- SET TASK 1 -
In the passage on the submodular hitting set problem, what does \(k\) stand for in the approximation ratio of the two algorithms?

- SELECTION -
-=-=-

In this paper, we study the submodular hitting set problem (SHSP), which is a variant of the hitting set problem. In the SHSP, we are given a supergraph \(H = (V, \mathcal{C})\) and a nonnegative submodular function on the set \(2^{V}\). The objective is to determine a vertex subset to cover all hyperedges such that the cost of submodular covering is minimized. Our main work is to present a rounding algorithm and a primal-dual algorithm respectively for the SHSP and prove that they both have the approximation ratio \(k\), where \(k\) is the maximum number of vertices in all hyperedges.
The hitting set problem involves a supergraph \(H = (V, \mathcal{C})\), where \(V\) is a finite set with elements called vertices and \(\mathcal{C}\) is a family of subsets of \(V\) called hyperedges. Let \(k\) be the maximum size of all hyperedges and \(\Delta\) be the maximum degree of all vertices. A hitting set of \(H\), also called a vertex cover of \(H\), is a subset \(X\subseteq V\) such that each hyperedge in \(\mathcal{C}\) contains at least one vertex from \(X\). The hitting set problem is to select a vertex subset of minimum size. For each vertex \(u\in V\), if there is an associated nonnegative weight cost \(w(u)\), we obtain the weighted version of the problem, the goal of which is to select a vertex subset of minimum covering cost. The minimum hitting set problem is NP-hard [] and it is one of the fundamental combinatorial optimization problems. In this case, it is conventional that for any subset \(X\) of \(V\) the covering cost of \(X\) is the sum of the covering cost of all vertices in \(X\), that is, \(w(X)=\sum\limits_{u\in X}w(u)\). Then this function \(w(\cdot)\) induces a linear function from \(2^{V}\) to \(R_{+}\).

-=-=-

- Coordinate annotation entries -
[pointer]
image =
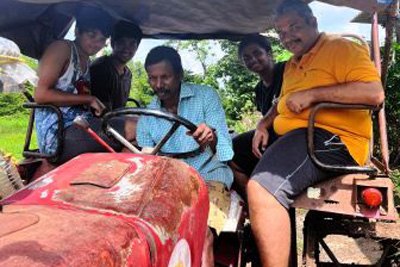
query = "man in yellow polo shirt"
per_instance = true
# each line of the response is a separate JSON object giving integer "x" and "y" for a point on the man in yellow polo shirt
{"x": 323, "y": 68}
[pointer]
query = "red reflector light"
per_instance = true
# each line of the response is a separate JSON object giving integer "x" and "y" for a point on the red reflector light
{"x": 372, "y": 197}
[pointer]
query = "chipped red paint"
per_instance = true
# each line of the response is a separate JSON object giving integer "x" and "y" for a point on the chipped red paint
{"x": 133, "y": 216}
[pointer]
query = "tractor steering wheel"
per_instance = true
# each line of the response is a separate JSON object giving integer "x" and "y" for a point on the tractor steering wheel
{"x": 177, "y": 121}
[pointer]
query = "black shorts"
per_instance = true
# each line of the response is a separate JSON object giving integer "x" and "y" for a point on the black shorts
{"x": 243, "y": 154}
{"x": 76, "y": 141}
{"x": 286, "y": 170}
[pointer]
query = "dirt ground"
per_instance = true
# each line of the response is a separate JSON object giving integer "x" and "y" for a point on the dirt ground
{"x": 346, "y": 249}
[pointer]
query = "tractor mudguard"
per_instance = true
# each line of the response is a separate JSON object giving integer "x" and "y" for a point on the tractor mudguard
{"x": 107, "y": 210}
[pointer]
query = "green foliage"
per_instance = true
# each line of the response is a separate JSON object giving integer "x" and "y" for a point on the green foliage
{"x": 392, "y": 105}
{"x": 11, "y": 104}
{"x": 237, "y": 90}
{"x": 12, "y": 135}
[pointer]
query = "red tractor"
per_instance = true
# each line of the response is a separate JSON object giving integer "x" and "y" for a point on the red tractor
{"x": 147, "y": 210}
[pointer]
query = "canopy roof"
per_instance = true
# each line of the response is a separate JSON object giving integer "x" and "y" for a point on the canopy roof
{"x": 32, "y": 24}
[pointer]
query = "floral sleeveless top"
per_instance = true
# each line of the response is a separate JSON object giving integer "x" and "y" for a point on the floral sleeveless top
{"x": 46, "y": 119}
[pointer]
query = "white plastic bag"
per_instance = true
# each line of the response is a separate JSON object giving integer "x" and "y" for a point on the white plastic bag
{"x": 13, "y": 71}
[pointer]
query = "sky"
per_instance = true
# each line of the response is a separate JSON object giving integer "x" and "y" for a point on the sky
{"x": 331, "y": 19}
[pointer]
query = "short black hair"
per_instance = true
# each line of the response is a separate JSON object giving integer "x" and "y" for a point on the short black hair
{"x": 126, "y": 29}
{"x": 164, "y": 53}
{"x": 257, "y": 39}
{"x": 298, "y": 6}
{"x": 94, "y": 18}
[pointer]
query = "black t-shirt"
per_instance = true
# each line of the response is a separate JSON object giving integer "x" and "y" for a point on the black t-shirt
{"x": 108, "y": 85}
{"x": 266, "y": 95}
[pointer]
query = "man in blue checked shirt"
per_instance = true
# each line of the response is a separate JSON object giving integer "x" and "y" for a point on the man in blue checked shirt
{"x": 200, "y": 105}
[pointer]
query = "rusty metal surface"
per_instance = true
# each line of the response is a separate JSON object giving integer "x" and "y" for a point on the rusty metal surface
{"x": 150, "y": 191}
{"x": 56, "y": 240}
{"x": 163, "y": 200}
{"x": 102, "y": 174}
{"x": 13, "y": 222}
{"x": 339, "y": 195}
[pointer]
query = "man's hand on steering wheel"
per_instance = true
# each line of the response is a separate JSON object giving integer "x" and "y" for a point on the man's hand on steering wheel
{"x": 204, "y": 136}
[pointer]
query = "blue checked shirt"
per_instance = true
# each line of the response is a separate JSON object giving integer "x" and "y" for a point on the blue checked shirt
{"x": 198, "y": 104}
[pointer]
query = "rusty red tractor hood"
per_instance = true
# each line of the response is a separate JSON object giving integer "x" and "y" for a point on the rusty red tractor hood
{"x": 107, "y": 210}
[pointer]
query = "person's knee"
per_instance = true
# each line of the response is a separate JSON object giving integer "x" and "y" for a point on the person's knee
{"x": 257, "y": 195}
{"x": 130, "y": 128}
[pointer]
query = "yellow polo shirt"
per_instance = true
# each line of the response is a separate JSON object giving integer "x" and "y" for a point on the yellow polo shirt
{"x": 333, "y": 60}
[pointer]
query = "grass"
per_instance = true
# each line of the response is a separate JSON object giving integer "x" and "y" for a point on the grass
{"x": 12, "y": 135}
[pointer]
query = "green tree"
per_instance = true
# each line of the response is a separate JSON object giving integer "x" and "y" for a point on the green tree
{"x": 392, "y": 104}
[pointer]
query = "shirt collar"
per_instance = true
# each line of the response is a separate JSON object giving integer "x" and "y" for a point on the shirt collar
{"x": 186, "y": 92}
{"x": 321, "y": 39}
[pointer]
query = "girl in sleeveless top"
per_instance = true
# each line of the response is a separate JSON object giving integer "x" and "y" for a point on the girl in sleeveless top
{"x": 63, "y": 81}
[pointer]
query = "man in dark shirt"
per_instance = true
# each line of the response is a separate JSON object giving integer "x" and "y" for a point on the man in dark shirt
{"x": 110, "y": 77}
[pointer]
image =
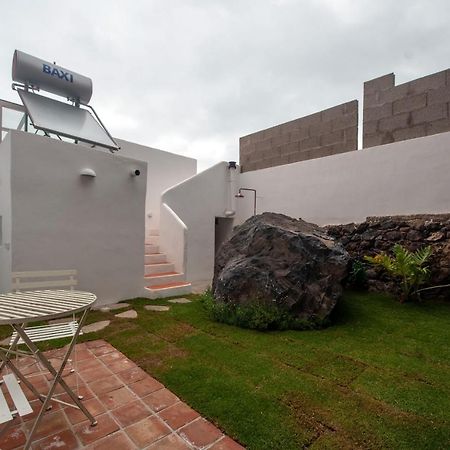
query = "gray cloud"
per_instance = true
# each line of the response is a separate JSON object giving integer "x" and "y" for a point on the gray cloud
{"x": 193, "y": 76}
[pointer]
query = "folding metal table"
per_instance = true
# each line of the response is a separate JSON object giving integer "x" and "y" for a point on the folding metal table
{"x": 20, "y": 308}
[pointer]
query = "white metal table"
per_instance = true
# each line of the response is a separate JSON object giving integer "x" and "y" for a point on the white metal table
{"x": 19, "y": 308}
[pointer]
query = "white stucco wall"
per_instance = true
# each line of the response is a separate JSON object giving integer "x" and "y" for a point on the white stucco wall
{"x": 64, "y": 221}
{"x": 408, "y": 177}
{"x": 197, "y": 201}
{"x": 164, "y": 170}
{"x": 5, "y": 215}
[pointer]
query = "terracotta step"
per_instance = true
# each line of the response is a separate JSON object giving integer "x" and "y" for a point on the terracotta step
{"x": 168, "y": 285}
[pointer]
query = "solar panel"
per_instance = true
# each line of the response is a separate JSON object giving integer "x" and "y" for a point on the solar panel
{"x": 65, "y": 120}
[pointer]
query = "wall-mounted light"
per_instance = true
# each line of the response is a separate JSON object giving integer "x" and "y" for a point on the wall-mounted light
{"x": 241, "y": 195}
{"x": 88, "y": 172}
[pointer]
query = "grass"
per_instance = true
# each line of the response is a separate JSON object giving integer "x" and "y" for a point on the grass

-=-=-

- SET TASK 2 -
Count the lines of the entries that contain the string "terracotta", treating uppercase and lowercase as different. Give only the number.

- WRITTEN RESPONSE 1 -
The maximum number of vertices in all hyperedges.

- WRITTEN RESPONSE 2 -
2